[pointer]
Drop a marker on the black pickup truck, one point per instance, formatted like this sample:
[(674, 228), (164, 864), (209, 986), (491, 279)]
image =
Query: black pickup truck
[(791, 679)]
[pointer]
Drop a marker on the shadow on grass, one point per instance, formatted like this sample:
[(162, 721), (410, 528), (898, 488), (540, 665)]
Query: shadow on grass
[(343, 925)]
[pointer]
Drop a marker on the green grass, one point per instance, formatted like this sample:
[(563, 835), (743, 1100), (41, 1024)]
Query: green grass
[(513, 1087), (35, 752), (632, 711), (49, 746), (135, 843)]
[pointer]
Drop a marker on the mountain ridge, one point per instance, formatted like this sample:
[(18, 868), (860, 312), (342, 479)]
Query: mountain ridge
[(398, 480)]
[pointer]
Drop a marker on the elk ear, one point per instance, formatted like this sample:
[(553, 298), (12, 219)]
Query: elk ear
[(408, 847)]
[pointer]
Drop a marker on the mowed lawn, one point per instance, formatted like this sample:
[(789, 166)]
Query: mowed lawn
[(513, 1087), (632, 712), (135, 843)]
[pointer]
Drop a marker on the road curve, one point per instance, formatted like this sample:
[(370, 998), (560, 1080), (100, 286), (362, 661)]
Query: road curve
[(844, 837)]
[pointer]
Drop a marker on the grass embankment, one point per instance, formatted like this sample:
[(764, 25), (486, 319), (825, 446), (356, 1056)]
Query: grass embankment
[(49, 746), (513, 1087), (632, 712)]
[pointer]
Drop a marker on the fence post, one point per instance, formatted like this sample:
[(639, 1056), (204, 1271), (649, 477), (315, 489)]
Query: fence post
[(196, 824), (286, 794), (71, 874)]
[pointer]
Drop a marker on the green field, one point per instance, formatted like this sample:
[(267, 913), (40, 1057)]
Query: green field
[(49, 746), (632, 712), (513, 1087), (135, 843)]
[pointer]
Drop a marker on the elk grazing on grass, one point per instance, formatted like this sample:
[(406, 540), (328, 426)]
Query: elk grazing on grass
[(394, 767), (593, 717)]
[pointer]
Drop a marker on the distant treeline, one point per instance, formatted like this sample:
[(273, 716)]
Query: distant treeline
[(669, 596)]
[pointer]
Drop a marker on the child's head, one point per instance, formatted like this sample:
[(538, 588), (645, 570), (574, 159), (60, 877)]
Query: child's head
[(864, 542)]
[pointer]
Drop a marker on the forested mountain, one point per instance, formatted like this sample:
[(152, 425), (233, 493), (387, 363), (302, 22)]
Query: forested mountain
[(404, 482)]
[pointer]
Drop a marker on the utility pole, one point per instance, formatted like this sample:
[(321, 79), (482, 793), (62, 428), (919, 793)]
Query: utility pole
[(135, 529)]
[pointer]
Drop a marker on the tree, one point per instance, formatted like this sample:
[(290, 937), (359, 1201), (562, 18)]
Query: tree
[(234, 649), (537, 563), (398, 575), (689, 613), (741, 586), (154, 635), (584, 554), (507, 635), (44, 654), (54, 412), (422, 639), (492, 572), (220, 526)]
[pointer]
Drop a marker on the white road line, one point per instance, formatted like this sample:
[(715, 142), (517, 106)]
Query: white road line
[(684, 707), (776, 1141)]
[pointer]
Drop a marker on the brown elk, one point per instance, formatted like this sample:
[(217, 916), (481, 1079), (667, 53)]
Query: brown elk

Stated task — Hand back the material above in full, exactly as written.

Written response —
[pointer]
Drop a marker on the black pickup truck, one point per instance, formatted like this sample:
[(674, 228), (164, 864), (209, 986), (491, 279)]
image =
Query: black pickup truck
[(791, 679)]
[pointer]
Drop a marker on the shadow on grass, one point per instance, formatted like this sample:
[(162, 721), (410, 528), (898, 488), (540, 665)]
Query: shadow on grass
[(343, 925)]
[pointer]
Drop a marker on the green grass, one point per instance, formatted like this sample:
[(563, 835), (743, 1100), (41, 1024)]
Query: green grass
[(513, 1087), (35, 752), (632, 711), (49, 746), (135, 843)]
[pointer]
Drop a marker on the mountain ridge, one point per instance, formatted like this sample:
[(18, 868), (860, 312), (342, 479)]
Query: mountain ridge
[(398, 480)]
[pointer]
Drop a marker on the elk ear, one point per instance, formatted like this sample:
[(553, 298), (12, 219)]
Query: elk ear
[(408, 847)]
[pointer]
Drop a marker on the mowed lawn, one point per instance, formatted like this sample:
[(789, 166)]
Query: mowed lawn
[(513, 1087), (632, 712), (135, 843)]
[pointer]
Drop a marker on the road curve, one point per instance, formatted like this sample:
[(370, 998), (560, 1080), (100, 286), (362, 661)]
Query: road curve
[(844, 837)]
[pointer]
Drop a marker on the grass embankment, one point per instance, formatted like this sample:
[(764, 25), (486, 319), (825, 446), (356, 1056)]
Query: grass embankment
[(49, 746), (513, 1087), (632, 712)]
[pointer]
Drop a marker on the fence post, one point per instance, formatted like this sample:
[(639, 1056), (204, 1271), (649, 477), (315, 489)]
Query: fence post
[(196, 824), (286, 794), (71, 874)]
[pointer]
Drop a marker on the green field, one point per instance, formatted like this sample:
[(267, 913), (40, 1057)]
Query: green field
[(49, 746), (632, 712), (513, 1087), (135, 843)]
[pointer]
Drop a marker on the elk grazing on grass, one point per instance, formatted like this sample:
[(406, 540), (328, 426)]
Query: elk grazing on grass
[(394, 767), (593, 717)]
[pointer]
Drop a marker on the distant treeline, one point per instance, formatted like this sample:
[(273, 716)]
Query: distant treeline
[(669, 596)]
[pointer]
Drop a marker on the child's head, one point per instance, formatted like this sample:
[(538, 588), (645, 570), (574, 159), (60, 877)]
Query: child's head
[(864, 542)]
[pointer]
Drop a marker on the forested mountain, one point per instance, formatted like this sample:
[(152, 425), (233, 493), (387, 363), (302, 22)]
Query: forested mountain
[(404, 482)]
[pointer]
Drop a marker on the utility pole, one point per instance, formatted like this sample:
[(321, 79), (482, 793), (62, 428), (919, 793)]
Query: utility pole
[(135, 529)]
[pointer]
Drop a marker on the tree, one point per instance, formatted like this sample:
[(290, 937), (359, 1201), (562, 18)]
Query: tree
[(234, 649), (537, 563), (398, 575), (689, 613), (741, 586), (154, 635), (584, 554), (507, 635), (44, 654), (54, 412), (422, 639), (492, 572), (220, 526)]
[pointer]
Drop a marker on the white road line, one point per instance, formatted like this sample:
[(715, 142), (517, 106)]
Query: white road line
[(684, 707), (776, 1141)]
[pointer]
Drop a marker on the brown elk, one point per instance, formatted like this sample:
[(217, 916), (481, 1079), (667, 53)]
Query: brown elk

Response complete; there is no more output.